TASK DATA:
════════════════════

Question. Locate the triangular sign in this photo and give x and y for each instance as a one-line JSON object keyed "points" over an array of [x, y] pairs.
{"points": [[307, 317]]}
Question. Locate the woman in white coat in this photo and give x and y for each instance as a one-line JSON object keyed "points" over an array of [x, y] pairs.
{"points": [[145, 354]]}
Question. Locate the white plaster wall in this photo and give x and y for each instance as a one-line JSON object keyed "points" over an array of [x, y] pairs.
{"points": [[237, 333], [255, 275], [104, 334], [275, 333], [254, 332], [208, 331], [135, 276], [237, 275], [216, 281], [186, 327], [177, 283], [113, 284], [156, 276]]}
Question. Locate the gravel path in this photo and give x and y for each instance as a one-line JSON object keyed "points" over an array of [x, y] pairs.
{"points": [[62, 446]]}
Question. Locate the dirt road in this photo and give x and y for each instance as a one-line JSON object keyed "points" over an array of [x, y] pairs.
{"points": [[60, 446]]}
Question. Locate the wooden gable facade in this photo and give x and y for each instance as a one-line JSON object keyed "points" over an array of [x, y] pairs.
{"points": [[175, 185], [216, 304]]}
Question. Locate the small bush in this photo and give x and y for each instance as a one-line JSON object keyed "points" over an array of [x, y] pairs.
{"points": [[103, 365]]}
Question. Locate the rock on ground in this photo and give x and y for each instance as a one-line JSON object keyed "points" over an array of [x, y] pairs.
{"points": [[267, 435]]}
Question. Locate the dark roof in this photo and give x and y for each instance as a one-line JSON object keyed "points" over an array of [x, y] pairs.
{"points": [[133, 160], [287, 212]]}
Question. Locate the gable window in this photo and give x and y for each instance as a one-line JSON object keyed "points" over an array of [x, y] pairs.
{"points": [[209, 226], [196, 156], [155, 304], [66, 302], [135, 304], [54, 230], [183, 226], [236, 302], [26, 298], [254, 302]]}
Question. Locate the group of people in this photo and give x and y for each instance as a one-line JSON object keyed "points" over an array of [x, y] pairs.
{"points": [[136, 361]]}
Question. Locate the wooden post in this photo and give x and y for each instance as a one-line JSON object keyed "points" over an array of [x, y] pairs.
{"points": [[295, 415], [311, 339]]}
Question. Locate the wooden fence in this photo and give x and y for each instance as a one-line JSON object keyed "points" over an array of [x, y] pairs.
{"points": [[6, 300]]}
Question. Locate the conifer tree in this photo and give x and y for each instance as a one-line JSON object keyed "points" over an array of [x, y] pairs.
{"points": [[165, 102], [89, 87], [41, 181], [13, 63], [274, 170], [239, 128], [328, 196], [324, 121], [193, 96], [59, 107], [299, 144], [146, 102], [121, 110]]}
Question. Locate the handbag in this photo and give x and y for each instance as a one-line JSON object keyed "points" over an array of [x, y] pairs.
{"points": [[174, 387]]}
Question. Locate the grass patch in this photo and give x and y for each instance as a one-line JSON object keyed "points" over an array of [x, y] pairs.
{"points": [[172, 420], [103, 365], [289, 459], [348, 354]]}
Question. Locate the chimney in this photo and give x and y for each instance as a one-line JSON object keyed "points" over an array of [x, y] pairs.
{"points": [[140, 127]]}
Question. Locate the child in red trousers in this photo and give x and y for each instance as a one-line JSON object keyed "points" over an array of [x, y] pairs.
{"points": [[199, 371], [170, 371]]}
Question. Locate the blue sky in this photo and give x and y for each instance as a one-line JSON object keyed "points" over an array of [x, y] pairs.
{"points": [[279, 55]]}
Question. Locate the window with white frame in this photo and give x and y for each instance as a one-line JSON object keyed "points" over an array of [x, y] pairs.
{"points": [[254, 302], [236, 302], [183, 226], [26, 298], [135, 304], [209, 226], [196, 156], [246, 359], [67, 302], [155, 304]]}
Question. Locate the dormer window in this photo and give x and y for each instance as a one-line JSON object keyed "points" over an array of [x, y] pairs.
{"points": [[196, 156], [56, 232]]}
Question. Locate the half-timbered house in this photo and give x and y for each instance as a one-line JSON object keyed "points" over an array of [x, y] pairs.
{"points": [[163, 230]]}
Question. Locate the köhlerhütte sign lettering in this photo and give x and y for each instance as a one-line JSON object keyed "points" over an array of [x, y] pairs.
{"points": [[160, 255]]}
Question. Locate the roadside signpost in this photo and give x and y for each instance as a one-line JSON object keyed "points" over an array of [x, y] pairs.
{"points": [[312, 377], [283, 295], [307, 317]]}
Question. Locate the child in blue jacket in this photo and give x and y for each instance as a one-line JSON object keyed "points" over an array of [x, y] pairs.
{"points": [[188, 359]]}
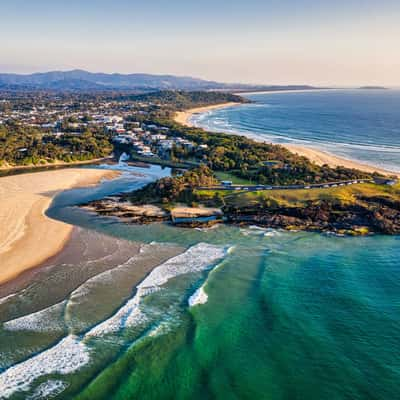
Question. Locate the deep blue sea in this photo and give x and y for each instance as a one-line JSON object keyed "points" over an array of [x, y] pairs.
{"points": [[362, 125], [158, 312]]}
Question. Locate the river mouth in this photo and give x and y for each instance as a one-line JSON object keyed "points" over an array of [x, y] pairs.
{"points": [[238, 312]]}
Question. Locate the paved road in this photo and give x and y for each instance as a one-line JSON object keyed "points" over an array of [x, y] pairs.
{"points": [[254, 188]]}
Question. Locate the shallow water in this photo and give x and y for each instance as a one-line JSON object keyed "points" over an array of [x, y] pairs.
{"points": [[228, 313]]}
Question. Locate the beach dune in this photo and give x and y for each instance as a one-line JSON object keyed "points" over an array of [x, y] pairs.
{"points": [[27, 236]]}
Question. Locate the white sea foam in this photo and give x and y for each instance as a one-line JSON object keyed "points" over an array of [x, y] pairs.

════════════════════

WHAT THE EXERCISE ASKS: The whole listing above needs to be copied exactly; please keep the pictures out.

OUTPUT FOR THIS TASK:
Question. Locate the triangular sign in this photo and give x and y for each instance as a one-line JSON object keyed "points" over an array of [x, y] pairs.
{"points": [[307, 317]]}
Question. Locate the woman in white coat in this photo and give x and y for each instance as a one-line JSON object keyed "points" over an array of [x, y] pairs.
{"points": [[145, 354]]}
Question. Locate the white plaster wall in this photo and give x and y for each instance as a one-line JSON object keyed "points" over an array of [x, y] pairs.
{"points": [[237, 333], [255, 275], [104, 334], [275, 333], [254, 332], [208, 331], [135, 276], [237, 275], [216, 281], [186, 327], [177, 283], [113, 284], [156, 276]]}
Question. Locate the gravel path in this photo and give x and y for each instance as a one-line JSON object keyed "points" over an array of [x, y] pairs.
{"points": [[62, 446]]}
Question. Locate the dirt road in this photo and give x and y for each instance as a one-line JSON object keyed "points" over an array of [x, y] pairs.
{"points": [[60, 446]]}
Question. Locate the wooden gable facade in this photo and give x and y for each instance as a one-line JSON object keyed "points" over an array of [x, y] pairs.
{"points": [[175, 185], [216, 304]]}
Question. Locate the small bush in this photo and give x and y for each instance as a one-line JSON object keyed "points" over an array of [x, y] pairs.
{"points": [[103, 365]]}
Question. Locate the rock on ground in this photo and give x and y for each instance as a one-line JSON object keyed "points" over an array of [x, y] pairs.
{"points": [[267, 435]]}
Question. Locate the dark roof in this photo and give x and y for each instance as a one-line JSON object keyed "points" over an array of [x, y] pairs.
{"points": [[133, 160], [287, 212]]}
Question. Locate the gable window in this photo and give x and y for each instance as a one-line JSON object keyed "points" over an array of [x, y] pairs.
{"points": [[209, 226], [196, 156], [155, 304], [66, 302], [135, 304], [54, 230], [183, 226], [236, 302], [26, 298], [254, 302]]}
Question. Locate the group of people in this photo and give x and y for each instance as a one-line JSON object keyed "points" over an array of [x, y] pairs.
{"points": [[136, 361]]}
Question. Locate the wooden post in this photo and give x and y for each instance as a one-line JSON object keyed "points" over an array of [x, y] pairs.
{"points": [[295, 415], [311, 339]]}
Question. Locate the wooden fence in this photo and give x and y for each instance as a one-line JSON object keyed "points" over an array of [x, y] pairs.
{"points": [[6, 300]]}
Question. Locate the conifer tree in this photo and give x and y for each instance as a one-line JSON object keyed "points" over an array of [x, y] pairs.
{"points": [[165, 102], [89, 87], [41, 181], [13, 63], [274, 170], [239, 128], [328, 196], [324, 121], [193, 96], [59, 107], [299, 144], [146, 102], [121, 110]]}
Question. Locate the handbag in this photo and give x and y for each instance as a one-line JSON object keyed "points" over an array of [x, y] pairs.
{"points": [[174, 387]]}
Question. Locate the grass patch in this photo and give x and y for each instance as a one-line JSON object keyed "points" over an array of [x, y] pairs.
{"points": [[172, 420], [103, 365], [289, 459], [348, 354]]}
Question. Locate the chimney in this photo and give x and y for each instance as a one-line JSON object keyed "points" over an array of [x, y] pairs.
{"points": [[140, 127]]}
Question. Locate the child in red trousers in this photo and give x and y for each instance as a one-line JSON object keyed "points" over an array of [x, y] pairs.
{"points": [[199, 371], [170, 371]]}
Question. Locate the blue sky in this photo and give x and y for each instance as a one-line JSON object keyed "points" over an array of [x, y] pairs.
{"points": [[279, 55]]}
Question. Locate the window with white frame in this photo and give x and y for each instance as a one-line JSON object keyed "points" over an array of [x, y] pairs.
{"points": [[254, 302], [236, 302], [183, 226], [26, 298], [135, 304], [209, 226], [196, 156], [246, 359], [67, 302], [155, 304]]}
Question. Locate the dormer window in this photo and give x and y for each instance as a one-line JSON object keyed "points" over an array of [x, y] pairs.
{"points": [[196, 156], [56, 232]]}
Question. Locate the half-timbered house in this photo and give x and y for each instance as a one-line JSON object keyed "points" over an array of [x, y] pairs.
{"points": [[163, 230]]}
Question. Locate the köhlerhütte sign lettering in this photo and give x and y for each instance as a one-line JSON object keyed "points" over an array of [x, y] pairs.
{"points": [[160, 255]]}
Question. Locate the roadside signpost in this photo and give x and y for each instance as a one-line JSON object keyed "points" over an array of [x, y] pairs.
{"points": [[312, 377], [283, 295], [307, 317]]}
Question. Locate the child in blue jacket in this photo and give x and y for each instance as a one-line JSON object keyed "points" over an array of [x, y] pairs.
{"points": [[188, 359]]}
Question. Locate the deep blue sea in this photo and give x and y for each instance as a one-line JSON object keyed "points" over an array of [x, y] pairs.
{"points": [[362, 125], [158, 312]]}
Question. Locate the river mouth in this photo and give x and y for each instance as a one-line JSON object keyed "points" over an array of [x, y] pairs.
{"points": [[238, 312]]}
Question. Locate the paved road in this photo and give x and y for each instance as a one-line JSON object keyed "points" over an array of [x, y] pairs.
{"points": [[254, 188]]}
Question. Locate the shallow water in this photo and give x and y for each instance as a one-line JSON object keyed "points" over an array of [x, y] pairs.
{"points": [[228, 313]]}
Question. Locate the beach dune in this photo and give x and y for each instance as a one-line JSON object keyed "points" over an array of [x, y] pairs.
{"points": [[27, 236]]}
Question. Locate the white sea foam in this photo and give x and y for each instance as a one-line JSON object keyed "points" over an array of [x, y] pairs.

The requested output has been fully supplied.